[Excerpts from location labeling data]
※

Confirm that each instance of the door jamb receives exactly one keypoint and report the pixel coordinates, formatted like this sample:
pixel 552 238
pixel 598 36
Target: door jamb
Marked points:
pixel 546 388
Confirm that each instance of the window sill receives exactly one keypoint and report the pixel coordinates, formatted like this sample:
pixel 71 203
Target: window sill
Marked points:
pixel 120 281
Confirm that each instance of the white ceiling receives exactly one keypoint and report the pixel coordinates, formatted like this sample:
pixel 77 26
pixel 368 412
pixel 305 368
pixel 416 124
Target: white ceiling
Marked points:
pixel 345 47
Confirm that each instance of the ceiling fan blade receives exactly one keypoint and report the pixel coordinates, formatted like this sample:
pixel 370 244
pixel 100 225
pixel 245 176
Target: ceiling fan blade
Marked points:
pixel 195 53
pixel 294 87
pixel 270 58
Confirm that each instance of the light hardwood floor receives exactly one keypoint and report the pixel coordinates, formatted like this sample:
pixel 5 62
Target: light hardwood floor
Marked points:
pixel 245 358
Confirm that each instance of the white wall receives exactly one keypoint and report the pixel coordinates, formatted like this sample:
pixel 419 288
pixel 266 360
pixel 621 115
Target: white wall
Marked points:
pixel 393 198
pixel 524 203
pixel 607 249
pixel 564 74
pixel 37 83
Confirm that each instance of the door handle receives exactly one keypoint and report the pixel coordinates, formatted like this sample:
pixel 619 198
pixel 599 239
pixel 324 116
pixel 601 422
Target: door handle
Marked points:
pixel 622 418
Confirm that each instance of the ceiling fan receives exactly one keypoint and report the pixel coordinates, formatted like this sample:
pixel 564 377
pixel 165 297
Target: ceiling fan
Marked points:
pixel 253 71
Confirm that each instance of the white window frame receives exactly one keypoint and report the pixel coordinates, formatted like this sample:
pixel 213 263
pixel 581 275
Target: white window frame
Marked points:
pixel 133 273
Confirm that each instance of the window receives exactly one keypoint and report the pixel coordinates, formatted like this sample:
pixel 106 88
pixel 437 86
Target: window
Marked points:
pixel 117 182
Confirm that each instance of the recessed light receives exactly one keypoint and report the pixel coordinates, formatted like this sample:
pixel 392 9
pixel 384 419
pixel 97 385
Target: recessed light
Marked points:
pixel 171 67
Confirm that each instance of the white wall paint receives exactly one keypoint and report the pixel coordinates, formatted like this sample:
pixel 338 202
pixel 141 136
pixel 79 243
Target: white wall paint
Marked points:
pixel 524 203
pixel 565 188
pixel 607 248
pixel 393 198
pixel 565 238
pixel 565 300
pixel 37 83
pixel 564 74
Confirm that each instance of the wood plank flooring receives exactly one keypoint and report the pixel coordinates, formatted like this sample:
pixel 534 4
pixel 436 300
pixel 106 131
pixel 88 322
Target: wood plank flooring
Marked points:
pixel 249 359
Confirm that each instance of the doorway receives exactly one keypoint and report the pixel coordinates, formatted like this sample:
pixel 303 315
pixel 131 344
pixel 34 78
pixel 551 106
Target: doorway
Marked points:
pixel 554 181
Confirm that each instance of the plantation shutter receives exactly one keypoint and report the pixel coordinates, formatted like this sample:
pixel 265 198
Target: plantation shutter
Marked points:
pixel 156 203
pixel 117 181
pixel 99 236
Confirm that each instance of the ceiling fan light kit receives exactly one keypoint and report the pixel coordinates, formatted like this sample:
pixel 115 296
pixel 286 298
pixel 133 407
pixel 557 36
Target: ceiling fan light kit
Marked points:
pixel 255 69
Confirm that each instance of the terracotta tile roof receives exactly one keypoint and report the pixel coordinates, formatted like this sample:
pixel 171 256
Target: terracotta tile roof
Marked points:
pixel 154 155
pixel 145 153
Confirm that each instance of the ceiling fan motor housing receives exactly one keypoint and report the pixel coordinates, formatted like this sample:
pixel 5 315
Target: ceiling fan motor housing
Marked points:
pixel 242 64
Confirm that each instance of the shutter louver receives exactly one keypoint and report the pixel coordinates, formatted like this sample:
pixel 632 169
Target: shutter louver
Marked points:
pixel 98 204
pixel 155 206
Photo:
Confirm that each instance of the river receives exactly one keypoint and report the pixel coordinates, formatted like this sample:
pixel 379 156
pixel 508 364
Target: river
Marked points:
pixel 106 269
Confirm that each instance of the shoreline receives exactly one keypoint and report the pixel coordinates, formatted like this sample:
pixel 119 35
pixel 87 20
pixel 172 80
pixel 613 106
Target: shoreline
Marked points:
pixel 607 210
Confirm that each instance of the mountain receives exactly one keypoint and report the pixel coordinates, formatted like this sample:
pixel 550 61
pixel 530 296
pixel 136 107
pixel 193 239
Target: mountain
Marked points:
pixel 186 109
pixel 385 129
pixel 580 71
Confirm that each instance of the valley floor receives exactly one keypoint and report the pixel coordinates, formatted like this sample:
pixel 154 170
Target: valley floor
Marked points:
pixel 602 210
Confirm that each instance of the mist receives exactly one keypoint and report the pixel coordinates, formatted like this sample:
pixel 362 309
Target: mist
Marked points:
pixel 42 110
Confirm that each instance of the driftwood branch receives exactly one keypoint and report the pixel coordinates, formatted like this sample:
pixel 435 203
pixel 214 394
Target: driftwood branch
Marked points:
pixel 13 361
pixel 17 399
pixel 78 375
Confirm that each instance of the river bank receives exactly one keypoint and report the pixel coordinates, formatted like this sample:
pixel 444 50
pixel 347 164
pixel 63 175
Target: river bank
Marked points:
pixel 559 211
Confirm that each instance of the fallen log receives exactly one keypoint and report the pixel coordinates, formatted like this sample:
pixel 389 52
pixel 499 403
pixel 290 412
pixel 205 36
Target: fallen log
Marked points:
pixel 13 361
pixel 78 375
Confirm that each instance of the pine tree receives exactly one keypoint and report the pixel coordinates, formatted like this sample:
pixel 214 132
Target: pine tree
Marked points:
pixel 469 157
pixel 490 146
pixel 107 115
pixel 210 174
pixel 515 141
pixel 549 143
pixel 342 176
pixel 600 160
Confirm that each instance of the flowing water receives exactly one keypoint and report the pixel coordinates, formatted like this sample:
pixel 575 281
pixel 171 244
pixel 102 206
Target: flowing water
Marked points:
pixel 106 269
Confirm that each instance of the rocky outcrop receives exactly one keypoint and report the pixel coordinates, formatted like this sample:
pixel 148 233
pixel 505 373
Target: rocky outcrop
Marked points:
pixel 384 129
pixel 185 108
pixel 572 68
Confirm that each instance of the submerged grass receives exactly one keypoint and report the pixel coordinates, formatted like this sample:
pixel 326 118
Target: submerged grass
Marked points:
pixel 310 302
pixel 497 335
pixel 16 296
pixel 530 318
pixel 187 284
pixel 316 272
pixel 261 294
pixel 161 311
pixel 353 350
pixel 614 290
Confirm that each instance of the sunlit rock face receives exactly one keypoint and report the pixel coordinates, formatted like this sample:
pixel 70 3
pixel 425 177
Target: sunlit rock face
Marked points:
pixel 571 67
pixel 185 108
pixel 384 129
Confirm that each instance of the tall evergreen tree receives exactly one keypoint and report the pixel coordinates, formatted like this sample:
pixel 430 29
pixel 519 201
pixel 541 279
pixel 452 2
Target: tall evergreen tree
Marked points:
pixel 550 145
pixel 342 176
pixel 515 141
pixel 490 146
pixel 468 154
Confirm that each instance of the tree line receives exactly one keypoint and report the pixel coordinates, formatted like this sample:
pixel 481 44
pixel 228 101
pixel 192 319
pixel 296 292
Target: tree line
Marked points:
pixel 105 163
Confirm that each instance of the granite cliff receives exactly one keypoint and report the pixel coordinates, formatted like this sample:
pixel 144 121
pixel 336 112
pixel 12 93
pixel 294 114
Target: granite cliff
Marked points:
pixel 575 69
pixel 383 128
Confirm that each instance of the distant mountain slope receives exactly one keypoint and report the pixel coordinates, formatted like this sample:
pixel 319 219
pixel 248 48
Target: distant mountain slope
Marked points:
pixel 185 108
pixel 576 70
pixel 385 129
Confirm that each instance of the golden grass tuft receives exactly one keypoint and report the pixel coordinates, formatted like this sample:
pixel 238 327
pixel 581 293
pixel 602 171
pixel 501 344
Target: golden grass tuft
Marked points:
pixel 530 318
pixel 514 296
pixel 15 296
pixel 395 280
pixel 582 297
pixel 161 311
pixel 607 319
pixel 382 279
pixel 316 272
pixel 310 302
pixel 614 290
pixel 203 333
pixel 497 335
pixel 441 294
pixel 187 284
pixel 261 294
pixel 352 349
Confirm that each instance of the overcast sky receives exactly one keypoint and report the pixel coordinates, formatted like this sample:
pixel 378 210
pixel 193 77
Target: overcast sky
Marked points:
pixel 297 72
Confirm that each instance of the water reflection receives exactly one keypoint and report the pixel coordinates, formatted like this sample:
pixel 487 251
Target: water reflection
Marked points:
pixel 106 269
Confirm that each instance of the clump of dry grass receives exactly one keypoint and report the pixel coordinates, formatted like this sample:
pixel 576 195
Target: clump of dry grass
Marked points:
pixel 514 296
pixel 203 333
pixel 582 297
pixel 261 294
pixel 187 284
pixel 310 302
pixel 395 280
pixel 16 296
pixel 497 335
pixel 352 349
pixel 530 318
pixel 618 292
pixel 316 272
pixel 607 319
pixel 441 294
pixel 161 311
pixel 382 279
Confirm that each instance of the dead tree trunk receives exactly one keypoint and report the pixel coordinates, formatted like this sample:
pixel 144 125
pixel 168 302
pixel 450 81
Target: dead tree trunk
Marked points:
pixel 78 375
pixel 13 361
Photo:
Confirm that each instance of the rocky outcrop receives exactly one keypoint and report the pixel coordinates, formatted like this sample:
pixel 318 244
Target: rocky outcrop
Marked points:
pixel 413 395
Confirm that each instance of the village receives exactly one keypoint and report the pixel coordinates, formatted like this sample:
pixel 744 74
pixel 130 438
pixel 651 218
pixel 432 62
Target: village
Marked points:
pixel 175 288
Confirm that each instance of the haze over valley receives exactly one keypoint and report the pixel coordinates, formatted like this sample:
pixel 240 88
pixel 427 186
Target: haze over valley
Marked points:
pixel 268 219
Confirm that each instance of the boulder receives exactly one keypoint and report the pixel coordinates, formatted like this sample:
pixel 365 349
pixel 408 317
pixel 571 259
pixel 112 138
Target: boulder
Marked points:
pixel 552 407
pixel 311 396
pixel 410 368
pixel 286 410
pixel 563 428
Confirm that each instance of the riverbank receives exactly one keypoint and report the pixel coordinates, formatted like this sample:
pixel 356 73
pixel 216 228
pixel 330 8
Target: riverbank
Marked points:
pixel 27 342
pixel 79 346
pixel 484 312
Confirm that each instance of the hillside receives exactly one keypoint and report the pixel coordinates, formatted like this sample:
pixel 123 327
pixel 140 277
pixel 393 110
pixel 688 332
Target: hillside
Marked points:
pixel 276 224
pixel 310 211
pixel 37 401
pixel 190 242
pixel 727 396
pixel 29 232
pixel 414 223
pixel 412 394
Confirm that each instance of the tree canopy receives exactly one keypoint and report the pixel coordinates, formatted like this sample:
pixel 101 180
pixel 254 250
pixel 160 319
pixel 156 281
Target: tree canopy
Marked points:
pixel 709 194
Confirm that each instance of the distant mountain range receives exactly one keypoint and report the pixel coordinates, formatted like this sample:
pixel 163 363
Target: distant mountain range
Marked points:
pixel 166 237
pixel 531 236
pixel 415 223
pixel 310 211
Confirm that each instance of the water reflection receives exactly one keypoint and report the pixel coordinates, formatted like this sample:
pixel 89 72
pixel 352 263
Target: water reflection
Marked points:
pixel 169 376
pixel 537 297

※

Copy out, word for word, every line of the items starting at the line that contains "Confirm that each instance of the tree canopy" and ending with the final line of the items, including both of those lines.

Confirm that each instance of the tree canopy receives exactly one keypoint and report the pixel coordinates, formatted like this sample:
pixel 101 180
pixel 254 250
pixel 160 319
pixel 156 281
Target: tree canopy
Marked points:
pixel 709 194
Confirm that each instance of the distant mountain range receives exactly one keypoint and report the pixel coordinates, formatted like this sample:
pixel 163 363
Target: distant mountain range
Marked points:
pixel 166 237
pixel 531 236
pixel 415 223
pixel 310 211
Confirm that each instance of the water reflection receives exactly one keypoint and report the pixel coordinates, formatted like this sample:
pixel 89 72
pixel 352 263
Target: water reflection
Marked points:
pixel 169 376
pixel 537 297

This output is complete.